[WHAT THE TASK REQUIRES]: The records below hold a stretch from the line with "box: [0, 99, 499, 134]" through the line with "122L472 129L500 95L2"; return exactly those lines, ends included, and nothing more.

[EXTRACTED INFORMATION]:
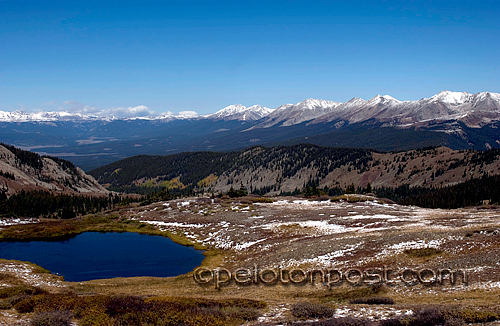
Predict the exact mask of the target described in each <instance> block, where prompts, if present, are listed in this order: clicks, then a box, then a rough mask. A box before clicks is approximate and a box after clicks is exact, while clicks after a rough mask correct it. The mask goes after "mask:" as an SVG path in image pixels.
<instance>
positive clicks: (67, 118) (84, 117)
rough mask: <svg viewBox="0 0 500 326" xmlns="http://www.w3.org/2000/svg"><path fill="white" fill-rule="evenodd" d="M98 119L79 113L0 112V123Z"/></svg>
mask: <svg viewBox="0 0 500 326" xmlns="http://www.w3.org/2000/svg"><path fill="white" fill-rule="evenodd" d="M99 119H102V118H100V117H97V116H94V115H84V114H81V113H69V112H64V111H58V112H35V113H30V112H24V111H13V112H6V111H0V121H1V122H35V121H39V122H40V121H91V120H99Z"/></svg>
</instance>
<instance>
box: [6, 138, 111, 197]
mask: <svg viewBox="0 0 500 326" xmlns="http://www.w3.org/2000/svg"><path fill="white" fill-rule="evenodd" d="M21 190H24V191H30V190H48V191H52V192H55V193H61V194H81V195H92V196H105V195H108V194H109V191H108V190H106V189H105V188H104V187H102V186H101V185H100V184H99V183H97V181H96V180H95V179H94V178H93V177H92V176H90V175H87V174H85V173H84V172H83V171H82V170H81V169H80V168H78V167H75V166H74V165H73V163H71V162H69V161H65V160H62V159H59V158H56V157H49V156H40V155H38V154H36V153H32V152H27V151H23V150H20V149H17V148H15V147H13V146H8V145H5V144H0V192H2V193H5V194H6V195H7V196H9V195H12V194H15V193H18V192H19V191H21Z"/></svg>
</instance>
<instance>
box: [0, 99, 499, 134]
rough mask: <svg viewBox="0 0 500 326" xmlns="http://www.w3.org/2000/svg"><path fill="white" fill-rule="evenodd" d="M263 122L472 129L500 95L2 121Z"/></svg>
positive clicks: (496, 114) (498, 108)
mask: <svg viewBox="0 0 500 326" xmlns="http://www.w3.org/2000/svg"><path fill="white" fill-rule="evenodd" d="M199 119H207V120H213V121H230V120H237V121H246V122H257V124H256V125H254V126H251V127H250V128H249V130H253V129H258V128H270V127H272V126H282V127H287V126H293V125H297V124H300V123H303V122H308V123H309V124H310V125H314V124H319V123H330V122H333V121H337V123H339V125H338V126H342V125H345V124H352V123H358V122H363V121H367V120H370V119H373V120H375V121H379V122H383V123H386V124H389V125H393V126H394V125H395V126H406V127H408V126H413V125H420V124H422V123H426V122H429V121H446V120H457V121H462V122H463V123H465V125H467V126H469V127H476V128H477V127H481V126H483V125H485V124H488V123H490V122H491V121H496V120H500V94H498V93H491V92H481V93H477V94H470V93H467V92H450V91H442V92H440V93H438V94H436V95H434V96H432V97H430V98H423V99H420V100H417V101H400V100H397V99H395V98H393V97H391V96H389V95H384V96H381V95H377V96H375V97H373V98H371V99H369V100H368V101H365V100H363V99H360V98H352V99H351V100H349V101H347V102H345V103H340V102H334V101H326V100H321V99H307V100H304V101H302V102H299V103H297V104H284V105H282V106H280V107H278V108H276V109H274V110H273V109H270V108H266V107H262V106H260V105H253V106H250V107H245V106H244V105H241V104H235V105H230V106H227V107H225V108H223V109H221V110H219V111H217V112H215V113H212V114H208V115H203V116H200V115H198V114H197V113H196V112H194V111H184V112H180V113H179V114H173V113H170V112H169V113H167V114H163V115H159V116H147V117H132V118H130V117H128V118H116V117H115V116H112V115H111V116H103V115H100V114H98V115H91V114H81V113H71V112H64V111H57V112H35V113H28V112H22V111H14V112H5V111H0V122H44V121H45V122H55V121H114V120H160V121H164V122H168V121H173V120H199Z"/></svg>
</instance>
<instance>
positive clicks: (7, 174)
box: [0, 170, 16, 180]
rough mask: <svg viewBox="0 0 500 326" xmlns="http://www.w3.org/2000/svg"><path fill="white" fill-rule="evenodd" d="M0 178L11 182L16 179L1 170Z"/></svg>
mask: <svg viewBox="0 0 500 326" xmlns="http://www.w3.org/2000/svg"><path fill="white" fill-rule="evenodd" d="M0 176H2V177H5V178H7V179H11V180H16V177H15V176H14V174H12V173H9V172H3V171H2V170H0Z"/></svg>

--

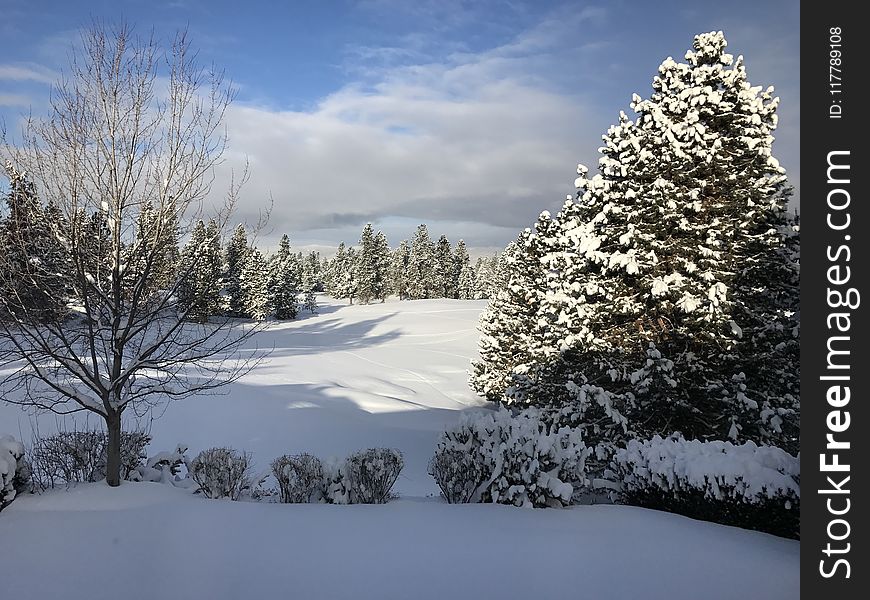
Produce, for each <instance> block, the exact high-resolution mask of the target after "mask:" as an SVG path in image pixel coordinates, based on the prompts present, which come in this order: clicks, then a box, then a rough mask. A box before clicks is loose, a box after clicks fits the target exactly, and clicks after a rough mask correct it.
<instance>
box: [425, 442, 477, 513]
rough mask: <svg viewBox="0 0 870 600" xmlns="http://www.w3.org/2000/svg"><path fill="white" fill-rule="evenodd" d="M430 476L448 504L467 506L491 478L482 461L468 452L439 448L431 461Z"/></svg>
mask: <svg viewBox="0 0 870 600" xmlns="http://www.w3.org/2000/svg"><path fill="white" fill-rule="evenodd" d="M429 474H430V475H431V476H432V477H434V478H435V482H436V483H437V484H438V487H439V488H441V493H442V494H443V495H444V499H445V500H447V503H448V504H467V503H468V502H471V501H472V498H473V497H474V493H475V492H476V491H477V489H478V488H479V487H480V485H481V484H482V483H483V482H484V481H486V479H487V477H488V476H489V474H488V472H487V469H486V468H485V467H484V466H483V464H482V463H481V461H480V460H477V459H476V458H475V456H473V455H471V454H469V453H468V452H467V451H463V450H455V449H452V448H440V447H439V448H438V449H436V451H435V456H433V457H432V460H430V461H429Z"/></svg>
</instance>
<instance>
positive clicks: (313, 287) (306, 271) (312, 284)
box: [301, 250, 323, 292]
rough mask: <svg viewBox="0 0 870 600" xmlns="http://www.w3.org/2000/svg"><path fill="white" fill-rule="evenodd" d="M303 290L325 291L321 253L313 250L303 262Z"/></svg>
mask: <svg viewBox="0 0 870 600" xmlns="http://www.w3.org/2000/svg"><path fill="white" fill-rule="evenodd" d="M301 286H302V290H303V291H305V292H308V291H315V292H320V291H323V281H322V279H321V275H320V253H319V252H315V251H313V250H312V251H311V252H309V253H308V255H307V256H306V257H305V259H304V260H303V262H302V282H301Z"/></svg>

[WRITTEN SOLUTION]:
box: [0, 99, 499, 134]
rough mask: <svg viewBox="0 0 500 326" xmlns="http://www.w3.org/2000/svg"><path fill="white" fill-rule="evenodd" d="M263 122L472 129L500 95L2 121Z"/></svg>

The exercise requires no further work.